Course-poursuite entre aspirations démocratiques, justice au Liban et nouvelle poussée hégémonique de l’Axe irano-syrien en Méditerranée
Par Marc Brzustowski
Pour © 2011 lessakele et © 2011 aschkel.info
L’entrée de deux navires de guerre iraniens en Méditerranée, dès ce dimanche matin [-selon Al Arabiya/repoussée de 48 h, selon l'administration du canal-], jusqu’au port de Lattaqieh en Syrie -voire après un crochet par les docks du Hezbollah à Beyrouth- modifie du tout au tout l’équilibre stratégique de ces trente dernières années.
Pendant ce temps, un jeune cadre de Google, Wael Ghonim, héros malgré lui de la révolution égyptienne, était écarté manu-militari par la jeune garde des Frères Musulmans, qui supervisait l’appel au Jihad du prêcheur antisémite Youssouf al-Qaradawi. Mouammar Khadafi lançait ses hélicoptères de combat et ses snipers contre la foule, faisant 84 morts, en 3 jours, en Libye, sans que la Maison Blanche ne semble « accompagner », d’heure en heure, les révoltes, comme elle l’a fait pour la Place Tahrir, au Caire. On sait, par ailleurs, que l’Ambassade syrienne au Caire a fourni un faux-passeport à Sami Shehab, chef du gang du Hezbollah en Egypte, après son évasion, pour qu’il puisse s’afficher fièrement auprès de Nasrallah, à Beyrouth, à peine quelques jours plus tard. Le premier, le Hamas a pu fraterniser avec la confrérie musulmane qui l’a créé à Gaza, il y a un peu plus de 24 ans.
····················
▶ _Consigne A_: Relevez chacune des lignes des enregistrements ci-dessous où figure le mot « worker », et recopiez-les.
····················
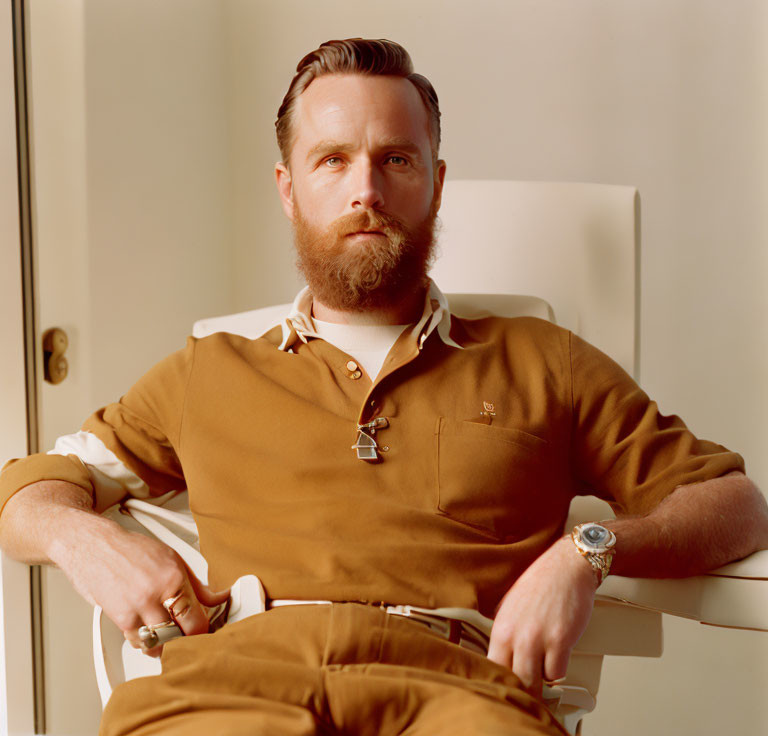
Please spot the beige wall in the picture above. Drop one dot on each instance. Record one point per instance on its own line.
(170, 122)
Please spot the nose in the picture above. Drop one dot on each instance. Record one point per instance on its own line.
(367, 191)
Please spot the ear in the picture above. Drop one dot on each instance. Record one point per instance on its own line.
(439, 181)
(284, 188)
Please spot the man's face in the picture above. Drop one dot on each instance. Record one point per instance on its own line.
(362, 190)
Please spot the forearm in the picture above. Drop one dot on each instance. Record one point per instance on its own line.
(46, 517)
(695, 529)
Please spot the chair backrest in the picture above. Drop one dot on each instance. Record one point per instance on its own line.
(575, 245)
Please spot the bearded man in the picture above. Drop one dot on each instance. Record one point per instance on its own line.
(445, 507)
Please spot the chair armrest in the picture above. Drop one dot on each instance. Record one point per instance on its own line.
(754, 567)
(735, 595)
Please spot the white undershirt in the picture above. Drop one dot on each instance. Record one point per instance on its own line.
(369, 345)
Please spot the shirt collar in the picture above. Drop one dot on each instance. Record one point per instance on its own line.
(298, 325)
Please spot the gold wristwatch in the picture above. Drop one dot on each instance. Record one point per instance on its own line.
(596, 544)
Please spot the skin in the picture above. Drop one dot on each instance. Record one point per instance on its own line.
(364, 142)
(361, 142)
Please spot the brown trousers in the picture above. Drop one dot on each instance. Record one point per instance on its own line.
(340, 669)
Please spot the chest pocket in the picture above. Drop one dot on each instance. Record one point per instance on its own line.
(494, 478)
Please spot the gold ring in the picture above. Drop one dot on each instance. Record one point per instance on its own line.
(153, 634)
(169, 603)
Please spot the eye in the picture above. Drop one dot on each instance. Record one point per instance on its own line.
(397, 160)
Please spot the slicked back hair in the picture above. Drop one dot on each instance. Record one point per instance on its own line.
(375, 57)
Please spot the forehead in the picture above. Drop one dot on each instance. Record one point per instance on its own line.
(354, 108)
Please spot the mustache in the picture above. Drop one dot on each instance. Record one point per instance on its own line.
(368, 220)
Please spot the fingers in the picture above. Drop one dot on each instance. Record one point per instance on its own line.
(532, 664)
(184, 608)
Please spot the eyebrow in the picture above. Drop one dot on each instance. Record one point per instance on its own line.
(323, 148)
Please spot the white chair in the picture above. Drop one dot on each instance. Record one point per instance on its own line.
(576, 246)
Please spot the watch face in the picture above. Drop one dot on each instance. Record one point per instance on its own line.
(596, 536)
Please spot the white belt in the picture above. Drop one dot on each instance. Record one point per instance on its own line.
(462, 626)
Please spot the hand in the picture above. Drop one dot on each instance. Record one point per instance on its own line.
(130, 575)
(542, 616)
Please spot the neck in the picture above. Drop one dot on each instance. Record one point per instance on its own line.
(403, 313)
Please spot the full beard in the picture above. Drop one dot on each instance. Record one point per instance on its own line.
(355, 277)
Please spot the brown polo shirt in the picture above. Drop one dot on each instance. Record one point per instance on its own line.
(486, 446)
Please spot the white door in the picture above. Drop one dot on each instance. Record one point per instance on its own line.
(131, 234)
(16, 688)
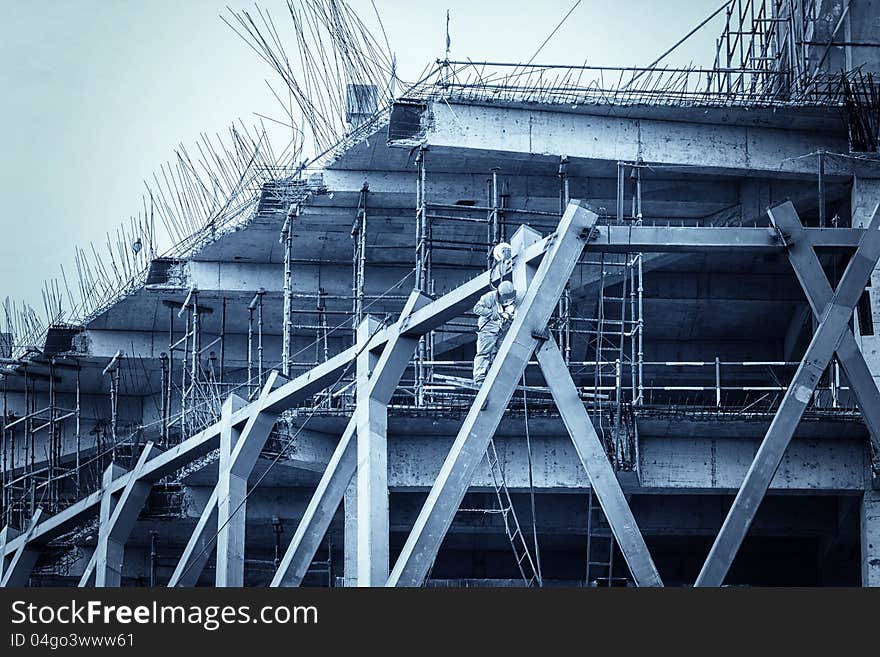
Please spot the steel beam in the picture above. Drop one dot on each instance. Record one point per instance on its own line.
(372, 470)
(834, 320)
(18, 567)
(426, 318)
(343, 462)
(118, 517)
(6, 535)
(199, 547)
(710, 239)
(595, 461)
(493, 396)
(818, 290)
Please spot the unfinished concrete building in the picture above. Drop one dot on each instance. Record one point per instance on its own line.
(687, 395)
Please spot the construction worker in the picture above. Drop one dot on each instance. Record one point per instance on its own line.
(495, 311)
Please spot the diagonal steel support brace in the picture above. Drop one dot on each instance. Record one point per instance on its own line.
(595, 461)
(17, 568)
(492, 399)
(118, 517)
(224, 512)
(833, 323)
(341, 468)
(818, 290)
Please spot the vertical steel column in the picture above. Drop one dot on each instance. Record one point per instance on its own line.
(54, 456)
(77, 431)
(492, 398)
(223, 340)
(641, 325)
(260, 294)
(251, 386)
(170, 387)
(231, 493)
(163, 361)
(821, 181)
(831, 329)
(372, 473)
(286, 240)
(358, 265)
(422, 247)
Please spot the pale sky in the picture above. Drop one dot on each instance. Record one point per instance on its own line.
(96, 94)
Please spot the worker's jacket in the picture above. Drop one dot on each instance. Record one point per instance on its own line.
(488, 310)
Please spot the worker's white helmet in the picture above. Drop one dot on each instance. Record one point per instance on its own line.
(502, 251)
(506, 292)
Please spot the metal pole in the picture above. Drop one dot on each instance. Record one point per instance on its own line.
(620, 192)
(195, 364)
(154, 558)
(170, 367)
(251, 387)
(184, 391)
(821, 188)
(223, 340)
(78, 429)
(421, 278)
(53, 447)
(163, 360)
(641, 326)
(287, 329)
(260, 294)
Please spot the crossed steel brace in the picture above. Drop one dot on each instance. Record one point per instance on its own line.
(382, 355)
(833, 311)
(543, 286)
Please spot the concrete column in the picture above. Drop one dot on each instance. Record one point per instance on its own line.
(865, 196)
(231, 496)
(349, 562)
(870, 535)
(372, 473)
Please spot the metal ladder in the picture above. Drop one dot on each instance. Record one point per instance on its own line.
(610, 356)
(600, 567)
(524, 561)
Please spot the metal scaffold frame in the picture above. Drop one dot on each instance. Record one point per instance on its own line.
(384, 352)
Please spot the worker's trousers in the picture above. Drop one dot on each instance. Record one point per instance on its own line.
(488, 340)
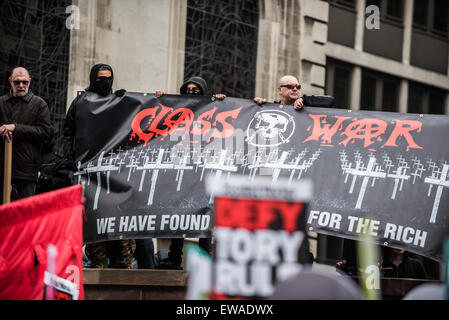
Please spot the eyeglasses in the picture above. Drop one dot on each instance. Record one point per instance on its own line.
(104, 78)
(18, 82)
(290, 86)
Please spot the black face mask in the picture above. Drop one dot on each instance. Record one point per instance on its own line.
(191, 91)
(103, 86)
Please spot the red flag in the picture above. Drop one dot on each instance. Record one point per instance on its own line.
(27, 228)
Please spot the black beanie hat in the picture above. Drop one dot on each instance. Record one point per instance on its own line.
(196, 80)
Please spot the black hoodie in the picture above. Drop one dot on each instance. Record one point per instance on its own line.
(69, 123)
(93, 76)
(196, 80)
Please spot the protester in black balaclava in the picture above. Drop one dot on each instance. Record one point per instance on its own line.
(101, 79)
(119, 253)
(193, 86)
(173, 260)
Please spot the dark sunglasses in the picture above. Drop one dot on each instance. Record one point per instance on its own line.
(104, 78)
(18, 82)
(290, 86)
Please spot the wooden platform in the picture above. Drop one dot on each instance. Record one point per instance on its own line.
(135, 284)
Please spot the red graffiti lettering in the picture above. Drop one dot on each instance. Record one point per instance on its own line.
(227, 128)
(203, 124)
(403, 128)
(180, 119)
(369, 130)
(146, 130)
(256, 214)
(325, 131)
(364, 129)
(165, 121)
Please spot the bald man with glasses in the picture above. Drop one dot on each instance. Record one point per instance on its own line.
(288, 90)
(25, 119)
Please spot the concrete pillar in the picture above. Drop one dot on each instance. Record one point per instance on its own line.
(403, 96)
(360, 25)
(142, 40)
(447, 103)
(408, 28)
(356, 88)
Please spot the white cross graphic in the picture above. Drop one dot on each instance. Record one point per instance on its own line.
(441, 183)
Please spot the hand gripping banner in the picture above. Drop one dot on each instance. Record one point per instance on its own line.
(29, 230)
(143, 161)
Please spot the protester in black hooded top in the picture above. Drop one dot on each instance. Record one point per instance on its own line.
(193, 86)
(120, 253)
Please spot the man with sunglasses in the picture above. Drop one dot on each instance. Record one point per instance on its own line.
(288, 91)
(24, 119)
(196, 86)
(115, 253)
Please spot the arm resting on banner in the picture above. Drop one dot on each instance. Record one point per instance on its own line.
(7, 172)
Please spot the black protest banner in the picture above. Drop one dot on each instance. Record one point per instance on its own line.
(144, 160)
(259, 235)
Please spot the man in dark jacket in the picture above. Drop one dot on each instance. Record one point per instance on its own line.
(193, 86)
(288, 90)
(24, 119)
(120, 252)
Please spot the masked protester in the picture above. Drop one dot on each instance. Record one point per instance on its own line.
(195, 86)
(24, 119)
(114, 254)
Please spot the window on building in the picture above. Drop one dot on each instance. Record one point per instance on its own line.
(338, 82)
(440, 17)
(389, 9)
(420, 12)
(390, 94)
(431, 16)
(425, 99)
(368, 97)
(380, 92)
(221, 45)
(34, 35)
(347, 3)
(436, 101)
(394, 9)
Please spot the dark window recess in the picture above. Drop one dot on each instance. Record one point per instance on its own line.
(376, 3)
(436, 101)
(431, 16)
(342, 83)
(380, 92)
(420, 8)
(415, 98)
(389, 9)
(221, 45)
(368, 97)
(34, 35)
(347, 3)
(394, 9)
(425, 99)
(441, 15)
(390, 96)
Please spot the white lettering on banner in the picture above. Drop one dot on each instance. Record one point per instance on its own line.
(183, 222)
(137, 223)
(406, 235)
(324, 219)
(242, 245)
(364, 225)
(105, 225)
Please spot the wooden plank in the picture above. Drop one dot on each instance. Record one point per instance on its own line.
(134, 284)
(7, 172)
(135, 277)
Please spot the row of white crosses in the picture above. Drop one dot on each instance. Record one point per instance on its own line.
(277, 163)
(374, 171)
(217, 161)
(439, 179)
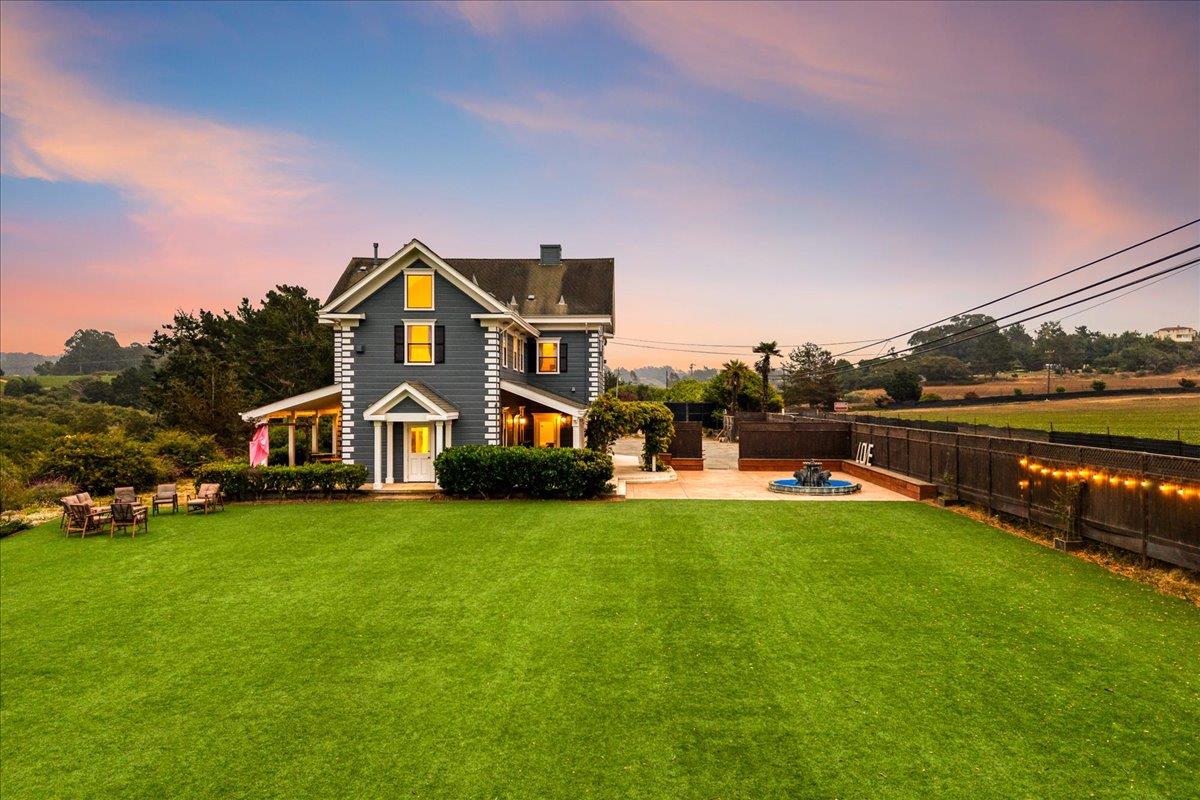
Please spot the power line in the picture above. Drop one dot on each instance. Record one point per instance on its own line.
(922, 349)
(1066, 294)
(1033, 286)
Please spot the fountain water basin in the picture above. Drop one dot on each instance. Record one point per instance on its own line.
(811, 479)
(834, 486)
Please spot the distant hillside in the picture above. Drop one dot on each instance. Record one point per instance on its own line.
(652, 376)
(22, 364)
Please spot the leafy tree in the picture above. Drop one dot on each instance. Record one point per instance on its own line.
(766, 350)
(23, 386)
(904, 385)
(89, 350)
(985, 348)
(810, 377)
(213, 366)
(685, 390)
(737, 388)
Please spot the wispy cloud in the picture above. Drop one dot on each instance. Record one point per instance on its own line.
(546, 113)
(61, 127)
(973, 86)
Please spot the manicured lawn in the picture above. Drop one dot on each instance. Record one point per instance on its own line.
(589, 650)
(1155, 417)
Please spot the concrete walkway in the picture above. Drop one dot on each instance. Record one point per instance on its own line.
(733, 485)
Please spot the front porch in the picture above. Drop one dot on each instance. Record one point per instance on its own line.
(305, 410)
(535, 417)
(425, 421)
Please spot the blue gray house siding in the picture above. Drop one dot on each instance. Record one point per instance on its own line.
(571, 384)
(375, 372)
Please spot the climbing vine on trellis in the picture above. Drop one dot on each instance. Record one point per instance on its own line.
(609, 419)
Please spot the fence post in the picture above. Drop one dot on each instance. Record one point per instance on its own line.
(1145, 504)
(957, 459)
(989, 474)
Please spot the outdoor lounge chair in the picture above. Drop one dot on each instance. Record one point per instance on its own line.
(63, 501)
(129, 515)
(208, 498)
(166, 495)
(84, 517)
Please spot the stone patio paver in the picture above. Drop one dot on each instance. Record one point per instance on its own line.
(733, 485)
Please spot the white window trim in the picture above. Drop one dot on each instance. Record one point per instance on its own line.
(537, 355)
(433, 336)
(433, 289)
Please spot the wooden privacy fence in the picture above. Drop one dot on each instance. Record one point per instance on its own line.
(1140, 501)
(688, 446)
(787, 441)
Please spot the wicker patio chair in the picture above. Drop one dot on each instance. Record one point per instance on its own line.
(63, 501)
(208, 498)
(129, 516)
(84, 518)
(84, 497)
(166, 495)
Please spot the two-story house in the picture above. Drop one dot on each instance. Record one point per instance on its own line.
(432, 352)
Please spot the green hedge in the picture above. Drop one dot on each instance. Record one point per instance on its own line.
(240, 481)
(493, 471)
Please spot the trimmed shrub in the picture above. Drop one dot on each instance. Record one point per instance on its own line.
(495, 471)
(240, 481)
(97, 462)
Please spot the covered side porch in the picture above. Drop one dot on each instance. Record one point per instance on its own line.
(305, 410)
(425, 425)
(535, 417)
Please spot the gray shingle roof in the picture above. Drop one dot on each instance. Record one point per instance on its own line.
(585, 286)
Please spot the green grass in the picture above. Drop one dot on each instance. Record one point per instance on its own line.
(1155, 417)
(589, 650)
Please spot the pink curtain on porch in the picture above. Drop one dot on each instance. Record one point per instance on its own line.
(259, 446)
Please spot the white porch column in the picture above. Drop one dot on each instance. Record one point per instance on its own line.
(391, 452)
(378, 428)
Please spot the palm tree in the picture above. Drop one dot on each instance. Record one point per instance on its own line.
(733, 374)
(766, 349)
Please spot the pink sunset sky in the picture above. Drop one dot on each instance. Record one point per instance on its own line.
(760, 172)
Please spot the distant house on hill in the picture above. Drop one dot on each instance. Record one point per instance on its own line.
(1176, 334)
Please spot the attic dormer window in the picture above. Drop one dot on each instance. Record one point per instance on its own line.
(419, 290)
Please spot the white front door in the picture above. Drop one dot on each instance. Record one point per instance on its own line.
(418, 452)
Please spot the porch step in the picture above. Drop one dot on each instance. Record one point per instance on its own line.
(402, 491)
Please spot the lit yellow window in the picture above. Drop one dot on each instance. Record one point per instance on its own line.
(419, 440)
(419, 292)
(547, 356)
(420, 344)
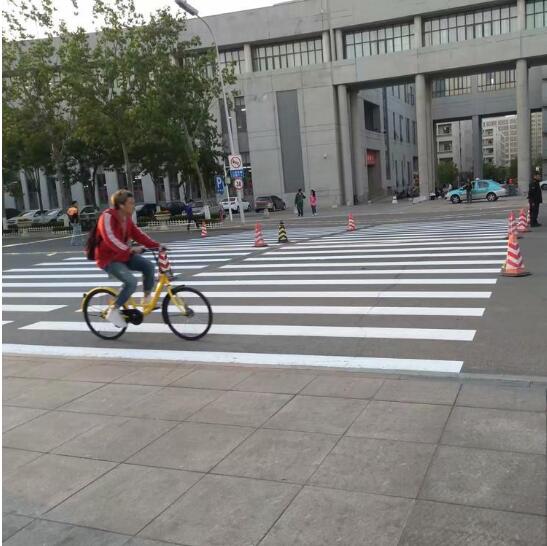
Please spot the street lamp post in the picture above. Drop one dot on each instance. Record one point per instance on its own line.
(190, 10)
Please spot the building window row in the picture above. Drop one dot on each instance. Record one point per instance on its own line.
(378, 41)
(470, 25)
(451, 87)
(287, 55)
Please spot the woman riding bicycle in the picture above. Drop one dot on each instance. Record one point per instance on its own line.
(114, 254)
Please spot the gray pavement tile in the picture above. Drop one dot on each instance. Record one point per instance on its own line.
(115, 439)
(241, 408)
(48, 393)
(500, 397)
(13, 416)
(49, 533)
(12, 523)
(317, 414)
(324, 517)
(50, 430)
(278, 455)
(192, 446)
(125, 499)
(489, 479)
(496, 429)
(111, 399)
(278, 381)
(223, 511)
(432, 524)
(39, 485)
(375, 466)
(401, 421)
(344, 386)
(172, 403)
(223, 378)
(419, 390)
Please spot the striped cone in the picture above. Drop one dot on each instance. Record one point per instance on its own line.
····················
▶ _Consigne B_: Reprenez le passage de l'article sur l'axe irano-syrien qui commence par « Pendant ce temps, un » et se termine par « plus de 24 ans. », en y remplaçant « snipers » par « tireurs d'élite ».

▶ _Solution détaillée A_:
Please spot the construction worker in the picture above. Drop one dot on each instance. Record one point per instance on its own line.
Please spot the worker's jacket in the picture above. Drop one dot on each instance. Record one point per instance on its own line.
Please spot the worker's white helmet in the picture above. Drop one dot on each instance. Record one point per instance on its own line.
Please spot the worker's trousers in the picture above. Drop one dot on each instance. Record one point per instance on its own line.

▶ _Solution détaillée B_:
Pendant ce temps, un jeune cadre de Google, Wael Ghonim, héros malgré lui de la révolution égyptienne, était écarté manu-militari par la jeune garde des Frères Musulmans, qui supervisait l’appel au Jihad du prêcheur antisémite Youssouf al-Qaradawi. Mouammar Khadafi lançait ses hélicoptères de combat et ses tireurs d'élite contre la foule, faisant 84 morts, en 3 jours, en Libye, sans que la Maison Blanche ne semble « accompagner », d’heure en heure, les révoltes, comme elle l’a fait pour la Place Tahrir, au Caire. On sait, par ailleurs, que l’Ambassade syrienne au Caire a fourni un faux-passeport à Sami Shehab, chef du gang du Hezbollah en Egypte, après son évasion, pour qu’il puisse s’afficher fièrement auprès de Nasrallah, à Beyrouth, à peine quelques jours plus tard. Le premier, le Hamas a pu fraterniser avec la confrérie musulmane qui l’a créé à Gaza, il y a un peu plus de 24 ans.